- PASSAGE PROVIDED

········

On Tue, Jan 26, 2016 at 1:51 PM, Bin.Cheng <[email protected]> wrote:
> On Tue, Jan 26, 2016 at 12:56 PM, Bernd Schmidt <[email protected]>
> wrote:
>> On 01/26/2016 10:48 AM, Bin.Cheng wrote:
>>>
>>> Yes, I moved whole loop pass (also the pass_web) after combine and it
>>> worked. A combine pass before loop-invariant can fix this problem.
>>> Below passes are currently between loop transform and combine:
>>>
>>> NEXT_PASS (pass_web);
>>> NEXT_PASS (pass_rtl_cprop);
>>> NEXT_PASS (pass_cse2);
>>> NEXT_PASS (pass_rtl_dse1);
>>> NEXT_PASS (pass_rtl_fwprop_addr);
>>> NEXT_PASS (pass_inc_dec);
>>> NEXT_PASS (pass_initialize_regs);
>>> NEXT_PASS (pass_ud_rtl_dce);
>>>
>>> I think pass_web needs to be after loop transform because it's used to
>>> handle unrolled register live range.
>>> pass_fwprop_addr and pass_inc_dec should stay where they are now. And
>>> putting pass_inc_dec before loop unroll may be helpful to keep more
>>> auto increment addressing mode chosen by IVO.
>>> We should not need to duplicate pass_initialize_regs.
>>> So what's about pass_rtl_cprop, cse2 and dse1. Should these pass be
>>> duplicated after loop transform thus loop transformed code can be
>>> cleaned up?
>>
>>
>> Hard to tell in advance - you might want to experiment a bit; set up a large
>> collection of input files and see what various approaches do to code
>> generation. In any case, I suspect this is gcc-7 material (unfortunately).
>
> Quite surprising, there is only one new failure after moving loop
> transforms (only along with pass_web). Yes, it is GCC7 change, will
For the record. The only new failure is loop-9.c. Given insn
patterns as below:
Loop:
23: r106:DF=[`*.LC0']
REG_EQUAL 1.84241999999999990222931955941021442413330078125e+1
24: [r101:DI]=r106:DF
insn 23 is merged into insn 24 by combine if it's run before
loop_invariant, resulting in below insn:
23: NOTE_INSN_DELETED
24: [r101:DI]=1.84241999999999990222931955941021442413330078125e+1
But we can't support the floating constant, so insn24 will be split
anyway by reload:
35: xmm0:DF=[`*.LC0']
24: [di:DI]=xmm0:DF
This time both instructions are in loop, causing a regression.
Combine may need some change if we run it before loop_invariant.
Thanks,
bin
> revisit this to see if it makes substantial code generation
> difference. Anyway, for the bug itself, there might be simple fix in
> x86 backend according to newest update.
>
> Thanks,
> bin

········

- Data listing
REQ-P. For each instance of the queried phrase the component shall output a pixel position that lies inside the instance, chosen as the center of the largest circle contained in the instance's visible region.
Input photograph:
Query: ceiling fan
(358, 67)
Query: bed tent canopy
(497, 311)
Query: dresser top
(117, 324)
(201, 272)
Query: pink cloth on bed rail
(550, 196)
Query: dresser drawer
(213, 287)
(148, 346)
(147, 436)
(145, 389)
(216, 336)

········

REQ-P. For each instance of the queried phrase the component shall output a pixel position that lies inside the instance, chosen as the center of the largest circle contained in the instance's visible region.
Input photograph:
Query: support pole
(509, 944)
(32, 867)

········

- DESCRIPTION OF THE TASK
From the GCC pass-ordering thread above, list every pass that the thread names as currently running between loop transform and combine.

- EXERCISE OUTPUT
pass_web
pass_rtl_cprop
pass_cse2
pass_rtl_dse1
pass_rtl_fwprop_addr
pass_inc_dec
pass_initialize_regs
pass_ud_rtl_dce